## Instructions to follow
Your task is to copy every line of this material exactly.

start Provided records

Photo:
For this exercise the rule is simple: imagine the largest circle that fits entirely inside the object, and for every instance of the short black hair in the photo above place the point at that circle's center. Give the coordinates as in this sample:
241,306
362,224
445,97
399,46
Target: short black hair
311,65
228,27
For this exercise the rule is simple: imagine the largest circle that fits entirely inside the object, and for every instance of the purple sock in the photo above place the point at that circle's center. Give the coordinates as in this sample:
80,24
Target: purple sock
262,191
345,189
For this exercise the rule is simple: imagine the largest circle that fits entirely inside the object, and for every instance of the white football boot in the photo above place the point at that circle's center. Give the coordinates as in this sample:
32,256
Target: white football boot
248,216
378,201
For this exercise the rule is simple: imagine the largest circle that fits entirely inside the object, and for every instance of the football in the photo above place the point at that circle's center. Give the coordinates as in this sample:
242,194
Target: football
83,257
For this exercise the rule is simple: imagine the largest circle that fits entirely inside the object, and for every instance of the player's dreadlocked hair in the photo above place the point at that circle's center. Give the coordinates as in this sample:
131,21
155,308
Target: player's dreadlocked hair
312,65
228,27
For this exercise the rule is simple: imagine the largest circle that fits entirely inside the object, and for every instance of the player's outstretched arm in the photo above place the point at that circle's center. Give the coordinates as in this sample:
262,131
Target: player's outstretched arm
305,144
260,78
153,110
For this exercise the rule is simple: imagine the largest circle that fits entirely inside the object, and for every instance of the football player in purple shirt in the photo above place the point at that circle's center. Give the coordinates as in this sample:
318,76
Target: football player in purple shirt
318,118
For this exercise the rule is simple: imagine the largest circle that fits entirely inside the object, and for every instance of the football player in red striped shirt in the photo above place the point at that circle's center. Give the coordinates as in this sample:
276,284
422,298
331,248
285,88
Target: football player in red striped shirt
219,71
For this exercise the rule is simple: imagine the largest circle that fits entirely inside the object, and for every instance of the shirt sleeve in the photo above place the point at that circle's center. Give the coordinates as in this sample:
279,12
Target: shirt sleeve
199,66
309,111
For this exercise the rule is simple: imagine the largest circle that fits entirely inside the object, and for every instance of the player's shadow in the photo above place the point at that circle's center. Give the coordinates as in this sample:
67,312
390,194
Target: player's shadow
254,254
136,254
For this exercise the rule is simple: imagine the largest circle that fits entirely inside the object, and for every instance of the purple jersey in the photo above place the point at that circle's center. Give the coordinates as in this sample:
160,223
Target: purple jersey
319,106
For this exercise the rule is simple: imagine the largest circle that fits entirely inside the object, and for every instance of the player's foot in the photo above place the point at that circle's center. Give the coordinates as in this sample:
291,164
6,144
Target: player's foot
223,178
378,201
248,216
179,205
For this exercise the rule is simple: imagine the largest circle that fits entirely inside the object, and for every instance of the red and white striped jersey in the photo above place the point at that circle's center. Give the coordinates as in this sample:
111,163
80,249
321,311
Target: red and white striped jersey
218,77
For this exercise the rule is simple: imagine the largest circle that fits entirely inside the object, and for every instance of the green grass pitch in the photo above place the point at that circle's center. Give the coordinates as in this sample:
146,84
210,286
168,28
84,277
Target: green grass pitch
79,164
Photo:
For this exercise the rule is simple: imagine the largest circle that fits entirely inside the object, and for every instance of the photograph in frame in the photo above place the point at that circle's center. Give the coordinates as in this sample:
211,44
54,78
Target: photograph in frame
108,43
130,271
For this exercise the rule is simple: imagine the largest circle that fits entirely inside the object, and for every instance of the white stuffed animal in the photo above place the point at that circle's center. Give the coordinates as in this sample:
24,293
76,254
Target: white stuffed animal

end Provided records

## Correct response
Photo:
For this exercise the rule is simple: imagine the largest circle that fits entirely inside the object, and for every instance of the short black hair in the photo above place the point at that circle's center. Give the coordinates as in this sample:
241,306
362,224
445,97
399,46
Target: short black hair
311,65
228,27
For this exercise the rule is simple: imagine the largest circle that fits entirely inside the object, and for every instance of the purple sock in the photo above place the point at that circle's center. Give the coordinates as in this sample:
80,24
Target: purple sock
262,191
345,189
For this exercise the rule is simple: imagine the largest circle that fits entirely inside the object, and for every instance of the white football boot in the photo above place the point at that circle's center. Give the coordinates as in this sample:
32,256
Target: white football boot
248,216
378,201
For this exercise the rule is simple: imagine the largest circle that fits entirely inside the object, and for every instance of the football in the photo above place the point at that circle's center. Give the coordinates as in this sample:
242,194
Target: football
83,257
For this exercise the rule is simple: imagine the largest circle that fits entirely inside the object, and for every instance of the player's dreadlocked hair in the photo above place the point at that circle's center. Give the coordinates as in this sample:
131,21
155,308
Target: player's dreadlocked hair
312,65
228,27
For this exercise the rule is simple: imagine the largest circle that fits entirely inside the object, and for every instance of the player's outstretched arm in the photo above place the point at that circle's center. Give the coordinates as in this sample:
262,131
Target: player's outstretched arm
305,144
260,78
153,110
For this exercise the rule is simple: imagine the largest circle that fits entirely inside the object, and for every instance of the football player in purple shirt in the photo above place the point at that circle's center. Give the coordinates as in this sample:
318,76
Target: football player in purple shirt
318,118
For this exercise the rule is simple: imagine the largest circle that fits entirely inside the object, and for every instance of the football player in red striped shirt in the photo above place the point at that circle's center. Give the coordinates as in this sample:
276,284
422,298
331,248
285,88
Target: football player in red striped shirt
219,71
For this exercise the rule is simple: imagine the largest circle that fits entirely inside the object, and for every instance of the shirt sleeve in the photo above place the point at that circle's center. Give the coordinates as in this sample:
279,12
Target: shirt sleeve
199,66
309,111
For this exercise the rule is simple: imagine the largest circle that fits entirely inside the object, and for every instance of the player's shadow in the photo above place the point at that circle's center. Give the coordinates as in this sample:
67,312
390,194
Target: player's shadow
254,254
136,254
For this exercise the rule is simple: imagine the largest circle that fits entirely inside the object, and for every instance of the purple jersey in the photo above place the point at that circle's center. Give the coordinates as in this sample:
160,223
Target: purple jersey
319,106
For this exercise the rule is simple: imagine the largest circle that fits entirely inside the object, and for every instance of the player's foot in the photo above place the point at that circle's center. Give the coordinates as in this sample:
291,164
6,144
Target: player's foot
223,178
378,201
248,216
179,205
For this exercise the rule is simple: imagine the largest circle that fits entirely inside the object, and for every instance of the red and white striped jersey in the photo above place the point at that circle's center. Give the coordinates as in this sample:
111,163
80,249
321,311
Target: red and white striped jersey
218,77
For this exercise the rule is simple: imagine the largest circle that fits entirely inside the object, and for every instance of the green grass pitch in the photo above place the point at that circle's center. Give the coordinates as in this sample:
146,84
210,286
168,28
84,277
Target: green grass pitch
79,164
Photo:
For this exercise the rule is simple: imagine the largest circle that fits entirely inside the object, and for every instance of the photograph in frame in the photo above place the point at that circle's center. Give the coordinates as in this sample:
211,44
54,78
Target: photograph in frame
108,43
130,271
For this exercise the rule is simple: imagine the largest circle that fits entirely inside the object, and for every instance of the white stuffed animal in the photo above place the point at that circle's center. Give the coordinates as in this sample:
24,293
76,254
Target: white stuffed animal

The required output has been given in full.